Extracted data entries
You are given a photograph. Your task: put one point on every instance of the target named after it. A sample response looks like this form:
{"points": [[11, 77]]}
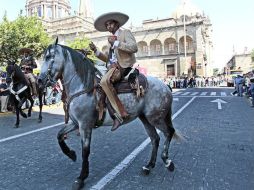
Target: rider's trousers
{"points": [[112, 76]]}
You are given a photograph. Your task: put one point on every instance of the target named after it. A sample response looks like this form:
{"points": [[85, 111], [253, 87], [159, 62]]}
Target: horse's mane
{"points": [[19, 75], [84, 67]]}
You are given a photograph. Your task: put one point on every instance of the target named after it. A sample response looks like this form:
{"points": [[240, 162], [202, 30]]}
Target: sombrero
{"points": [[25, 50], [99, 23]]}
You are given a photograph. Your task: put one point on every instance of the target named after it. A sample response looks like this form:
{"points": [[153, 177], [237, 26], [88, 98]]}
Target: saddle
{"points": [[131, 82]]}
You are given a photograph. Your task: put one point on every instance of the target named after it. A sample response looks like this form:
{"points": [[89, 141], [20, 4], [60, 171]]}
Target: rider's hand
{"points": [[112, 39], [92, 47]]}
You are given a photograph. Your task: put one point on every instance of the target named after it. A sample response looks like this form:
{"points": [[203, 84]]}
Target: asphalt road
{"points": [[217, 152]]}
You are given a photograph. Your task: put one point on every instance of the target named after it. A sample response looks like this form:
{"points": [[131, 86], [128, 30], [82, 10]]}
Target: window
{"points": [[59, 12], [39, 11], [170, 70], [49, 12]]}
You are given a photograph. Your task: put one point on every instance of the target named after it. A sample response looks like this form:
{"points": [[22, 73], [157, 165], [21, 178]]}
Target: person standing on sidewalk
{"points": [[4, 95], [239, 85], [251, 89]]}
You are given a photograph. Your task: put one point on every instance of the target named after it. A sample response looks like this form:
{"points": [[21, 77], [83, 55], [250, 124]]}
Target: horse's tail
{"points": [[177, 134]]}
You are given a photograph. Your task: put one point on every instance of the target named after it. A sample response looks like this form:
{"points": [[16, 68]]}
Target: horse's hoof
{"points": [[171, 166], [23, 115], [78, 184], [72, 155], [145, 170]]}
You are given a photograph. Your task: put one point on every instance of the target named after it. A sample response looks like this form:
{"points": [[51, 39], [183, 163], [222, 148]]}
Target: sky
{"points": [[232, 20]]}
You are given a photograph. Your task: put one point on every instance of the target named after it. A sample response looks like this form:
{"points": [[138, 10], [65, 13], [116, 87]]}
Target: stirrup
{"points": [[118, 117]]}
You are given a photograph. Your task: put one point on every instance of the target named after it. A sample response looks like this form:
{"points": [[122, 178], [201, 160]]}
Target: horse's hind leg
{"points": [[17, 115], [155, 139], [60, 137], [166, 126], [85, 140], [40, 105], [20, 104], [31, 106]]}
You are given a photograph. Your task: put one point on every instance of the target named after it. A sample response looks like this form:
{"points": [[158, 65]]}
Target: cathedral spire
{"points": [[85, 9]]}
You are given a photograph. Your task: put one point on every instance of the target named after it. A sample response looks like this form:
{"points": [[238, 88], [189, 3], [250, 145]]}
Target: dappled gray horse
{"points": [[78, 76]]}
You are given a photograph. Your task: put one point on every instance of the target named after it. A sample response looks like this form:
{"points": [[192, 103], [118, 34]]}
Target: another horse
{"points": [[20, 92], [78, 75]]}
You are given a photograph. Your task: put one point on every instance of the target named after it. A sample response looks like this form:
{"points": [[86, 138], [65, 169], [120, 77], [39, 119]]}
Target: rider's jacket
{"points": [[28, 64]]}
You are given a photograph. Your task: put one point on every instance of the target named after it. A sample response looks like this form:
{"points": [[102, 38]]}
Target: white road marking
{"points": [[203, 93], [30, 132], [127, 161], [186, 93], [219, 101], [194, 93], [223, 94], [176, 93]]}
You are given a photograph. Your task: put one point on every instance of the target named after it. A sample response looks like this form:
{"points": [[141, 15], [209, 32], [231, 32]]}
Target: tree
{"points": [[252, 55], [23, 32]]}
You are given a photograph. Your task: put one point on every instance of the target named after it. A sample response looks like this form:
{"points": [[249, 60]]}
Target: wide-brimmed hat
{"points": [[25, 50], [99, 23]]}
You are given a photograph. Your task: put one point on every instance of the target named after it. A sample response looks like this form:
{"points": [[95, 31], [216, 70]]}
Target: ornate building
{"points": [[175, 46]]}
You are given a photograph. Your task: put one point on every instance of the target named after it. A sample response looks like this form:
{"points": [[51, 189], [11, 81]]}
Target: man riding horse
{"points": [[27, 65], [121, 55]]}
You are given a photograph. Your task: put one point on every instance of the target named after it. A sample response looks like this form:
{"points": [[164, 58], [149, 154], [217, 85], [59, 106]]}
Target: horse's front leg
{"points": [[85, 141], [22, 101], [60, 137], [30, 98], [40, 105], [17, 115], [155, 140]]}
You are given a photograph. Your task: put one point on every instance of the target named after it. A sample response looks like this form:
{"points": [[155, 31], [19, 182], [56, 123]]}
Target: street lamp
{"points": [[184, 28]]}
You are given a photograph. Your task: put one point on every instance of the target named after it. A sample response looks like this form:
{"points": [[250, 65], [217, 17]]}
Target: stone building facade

**ASSIGNMENT**
Return the data exactly as it stands, minus the pictures.

**EXERCISE SOLUTION**
You are given a photograph. Your task: put one point on every instance of the target named after it. A sample response looks like this form:
{"points": [[11, 77]]}
Target: rider's trousers
{"points": [[112, 76]]}
You are given a photograph. Your task: put one point on every instance of the target named after it. A sample response looks like this form:
{"points": [[85, 111], [253, 87], [159, 62]]}
Target: horse's mane
{"points": [[19, 75], [84, 67]]}
You are given a photograph. Your task: put one point on every instance of the target named after it. A sample response looks like this form:
{"points": [[240, 162], [202, 30]]}
Target: sombrero
{"points": [[25, 50], [99, 23]]}
You are given a photograph. Your task: put one point on every instance of the target named after it. A sample response looks like this form:
{"points": [[153, 177], [237, 26], [88, 98]]}
Target: saddle
{"points": [[131, 82]]}
You are given a photograph. Your task: put one point on every instance of the target named after it. A sample response looks like this form:
{"points": [[89, 141], [20, 4], [60, 171]]}
Target: rider's hand
{"points": [[112, 39], [92, 47]]}
You are given a photograph. Your task: put one point on every instance of the target named after it. A sample response looks like this form:
{"points": [[203, 84]]}
Target: asphalt road
{"points": [[217, 152]]}
You are given a photograph. Your task: put one point on every instance of the target named after it. A sample response looks like this form:
{"points": [[131, 86], [128, 30], [82, 10]]}
Target: window
{"points": [[59, 12], [39, 11], [170, 70], [49, 12]]}
You are given a photograph. Your task: put one point on every instance of the target named after it. A sample response looks like this form:
{"points": [[22, 73], [157, 165], [21, 178]]}
Target: person standing on sidewalk
{"points": [[4, 95], [239, 85], [251, 89]]}
You are given a photograph. Your task: put one point on every instance of the target named after it. A sample response looks like this form:
{"points": [[21, 77], [83, 55], [250, 124]]}
Target: horse's tail
{"points": [[177, 134]]}
You are given a photograph. Your task: put one point on every instance of the target named after it. A sample response looks like this form:
{"points": [[16, 68]]}
Target: horse's hoof
{"points": [[171, 166], [23, 115], [78, 184], [72, 155], [145, 170]]}
You are given a photograph. Your task: put one point on every instance of the target named after it. A sample response looks like this form:
{"points": [[51, 39], [183, 163], [222, 148]]}
Target: sky
{"points": [[232, 20]]}
You are given a photograph. Your task: put one point on every instance of the target named after it. A sample response looks like this form:
{"points": [[138, 10], [65, 13], [116, 87]]}
Target: stirrup
{"points": [[118, 117]]}
You are given a photograph. Your task: put one point on every instance of the target named after it. A sample response looks like this form:
{"points": [[122, 178], [201, 160]]}
Target: horse's hind leg
{"points": [[17, 115], [155, 139], [60, 137], [166, 126], [85, 140], [40, 105], [20, 104], [31, 106]]}
You are given a photograph. Your task: put one point on every instance of the target named after it. A sample response looks like this form:
{"points": [[158, 65]]}
Target: cathedral spire
{"points": [[85, 9]]}
You are given a photograph. Your task: put one point on every instance of the target named after it. A sample response looks like this form:
{"points": [[238, 88], [189, 3], [250, 145]]}
Target: dappled gray horse
{"points": [[78, 76]]}
You are given a photograph. Your task: put one point on every instance of the target named after it. A sample response looks like this form:
{"points": [[192, 103], [118, 34]]}
Target: another horse
{"points": [[20, 92], [78, 75]]}
You are given a photograph. Your task: put one point on every instance of the target named after it. A sample response looks like this form:
{"points": [[86, 138], [65, 169], [120, 77], [39, 119]]}
Target: rider's jacket
{"points": [[28, 64]]}
You are given a photograph. Your task: put one point on every instance of the target named after it. A sample response looks like this form:
{"points": [[102, 38]]}
Target: white road marking
{"points": [[203, 93], [30, 132], [127, 161], [186, 93], [219, 101], [194, 93], [223, 94], [176, 93]]}
You are given a photograph. Your task: put one point on every instance of the target named after it. A sample response looks like this form:
{"points": [[141, 15], [209, 32], [231, 32]]}
Target: tree
{"points": [[252, 55], [23, 32]]}
You are given a photograph. Your task: put one point on every instance of the target named after it. A sample response looks like this form:
{"points": [[249, 60]]}
Target: wide-brimmed hat
{"points": [[25, 50], [99, 23]]}
You are given a photograph. Your task: put one point on every instance of the target named after it. A sample response looks like this form:
{"points": [[95, 31], [216, 70]]}
Target: ornate building
{"points": [[175, 46]]}
You are given a photograph. Your task: put one point on every instance of the target named after it. A sample response looks like this form:
{"points": [[51, 189], [11, 81]]}
Target: man riding horse
{"points": [[27, 65], [121, 55]]}
You are given a photograph. Your task: put one point on every instance of the target named after it. A sample response looks like this form:
{"points": [[164, 58], [149, 154], [217, 85], [59, 106]]}
Target: horse's front leg
{"points": [[85, 141], [22, 101], [60, 137], [30, 98], [40, 105], [17, 115], [155, 140]]}
You are given a photograph. Your task: put one point on every instance of the target named after it. A sample response looks like this form:
{"points": [[155, 31], [19, 182], [56, 123]]}
Target: street lamp
{"points": [[184, 28]]}
You are given a photograph. Your task: put one point on every instance of the target named after it. A sample response looks like this form:
{"points": [[250, 65], [217, 17]]}
Target: stone building facade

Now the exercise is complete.